* [WHAT IS BEING ASKED]
Using the traffic safety article below, list each reason it gives for why automatic speed-limit enforcement and frequent roadside sobriety checks are uncommon in the U.S.

* [PASSAGE TO READ]
----

A new report by the National Research Council says that the U.S. is missing significant opportunities to reduce traffic fatalities and injuries.

The council said that the traffic fatalities from 1995 and 2009 dropped only 19 percent in the U.S., compared to 52 percent in France.

“There is a notable gap between traffic safety progress in the U.S. and other nations that deserves our attention,” said Clinton V. Oster Jr., committee chair and professor, Indiana University, Bloomington. “The U.S. could learn from the effective strategies in place elsewhere to reduce traffic injuries and fatalities.”

The committee found that countries most successful at reducing traffic deaths had comprehensive safety programs like improved road design and traffic management, regulation of vehicle safety and regulation of driver behaviors. 

The study found that successful national programs excel at management and planning from political support and leadership.  The council said the most critical area for improvement in the U.S. may be in management and planning.

“These management practices have produced success in other countries,” said Oster, “but are lacking in the traffic safety programs of most U.S. states.”

The committee urged the U.S. Department of Transportation (DOT) to revise its Guidelines for State Highway Safety Programs and develop a new model for state strategic highway safety plans that would have specific resource requirements and the expected outcomes of safety interventions.

It also advises sate legislatures to require regular reporting from the responsible executive agencies on progress in fulfilling the state’s safety plan. 

Two enforcement tools that have been successful for other countries include automatic enforcement of speed limits and frequent roadside sobriety checks.  These tools are not common in the U.S. because of legal restrictions, popular opposition, and cost considerations. 

The report estimates that frequent use of sobriety checkpoints to detect drunk drivers could save 1,500 to 3,000 lives annually in the U.S. and systematic speed control programs could save 1,000 to 2,000 lives annually. 

The study was sponsored by the Transportation Research Board of the National Research Council and by the General Motors Foundation.

----

* [MATERIAL SUPPLIED]
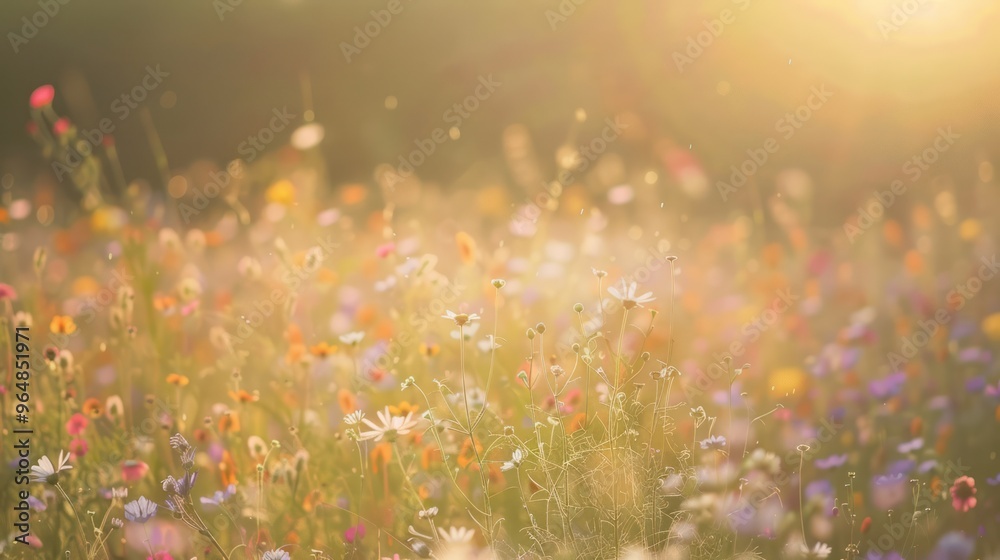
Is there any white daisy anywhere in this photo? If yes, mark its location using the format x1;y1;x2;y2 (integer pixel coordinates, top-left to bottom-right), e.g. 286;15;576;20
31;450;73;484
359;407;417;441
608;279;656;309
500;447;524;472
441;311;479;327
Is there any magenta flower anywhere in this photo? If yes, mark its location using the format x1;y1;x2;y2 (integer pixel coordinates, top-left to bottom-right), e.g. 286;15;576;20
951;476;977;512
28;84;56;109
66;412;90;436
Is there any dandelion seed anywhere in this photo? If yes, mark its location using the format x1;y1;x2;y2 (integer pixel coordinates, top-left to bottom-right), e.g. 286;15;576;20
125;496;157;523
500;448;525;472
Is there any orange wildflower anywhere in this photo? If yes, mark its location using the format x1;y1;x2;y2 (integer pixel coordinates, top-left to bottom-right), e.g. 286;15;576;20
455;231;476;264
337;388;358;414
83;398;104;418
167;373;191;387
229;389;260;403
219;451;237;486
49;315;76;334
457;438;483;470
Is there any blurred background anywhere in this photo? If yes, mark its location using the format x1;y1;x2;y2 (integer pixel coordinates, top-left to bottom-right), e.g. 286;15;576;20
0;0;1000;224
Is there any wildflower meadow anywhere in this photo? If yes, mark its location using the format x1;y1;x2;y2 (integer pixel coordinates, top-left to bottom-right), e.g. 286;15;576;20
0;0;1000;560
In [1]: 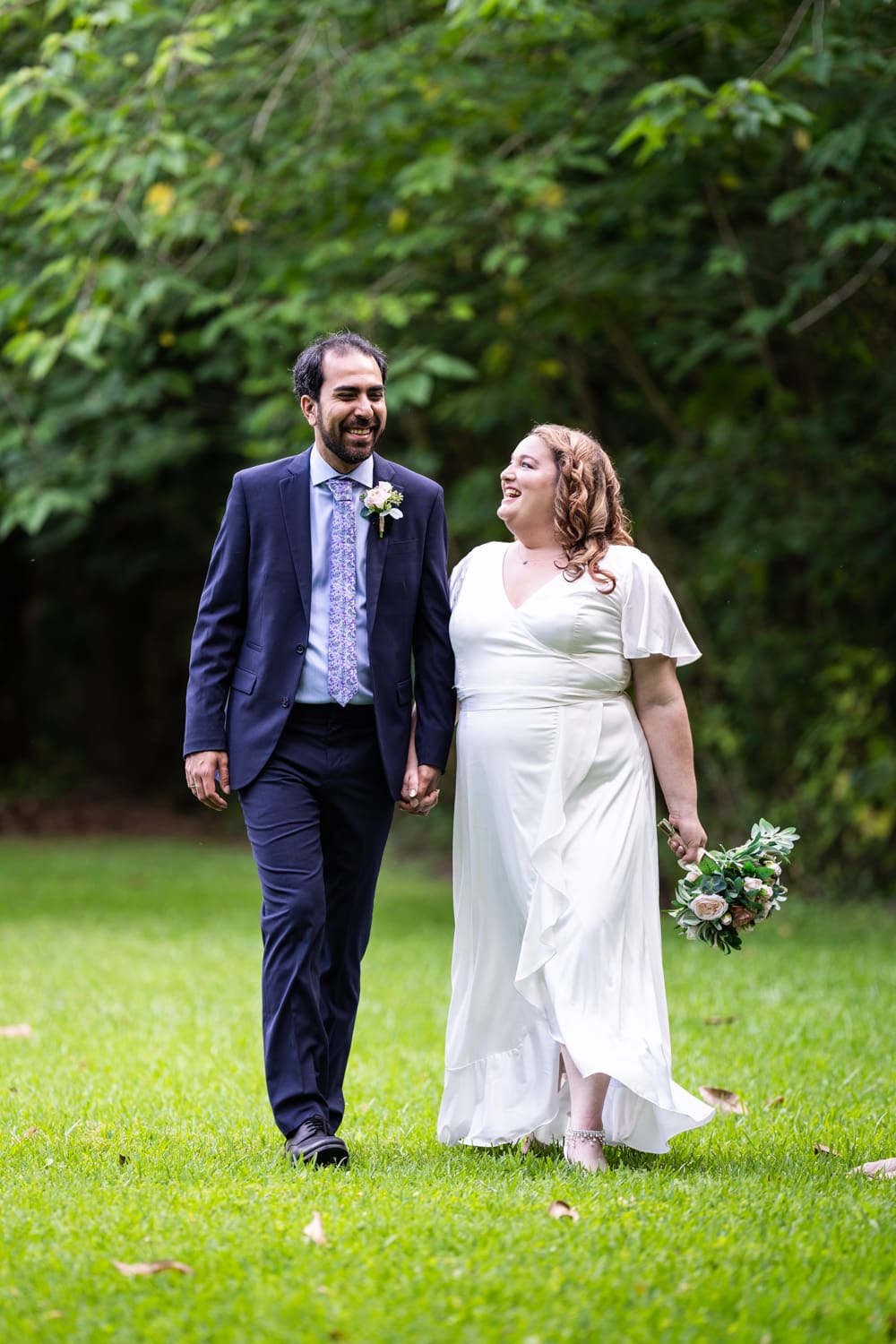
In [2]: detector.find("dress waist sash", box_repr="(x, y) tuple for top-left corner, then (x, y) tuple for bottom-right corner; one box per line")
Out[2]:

----

* [THE OUTPUT]
- Legal restrictions
- Popular opposition
- Cost considerations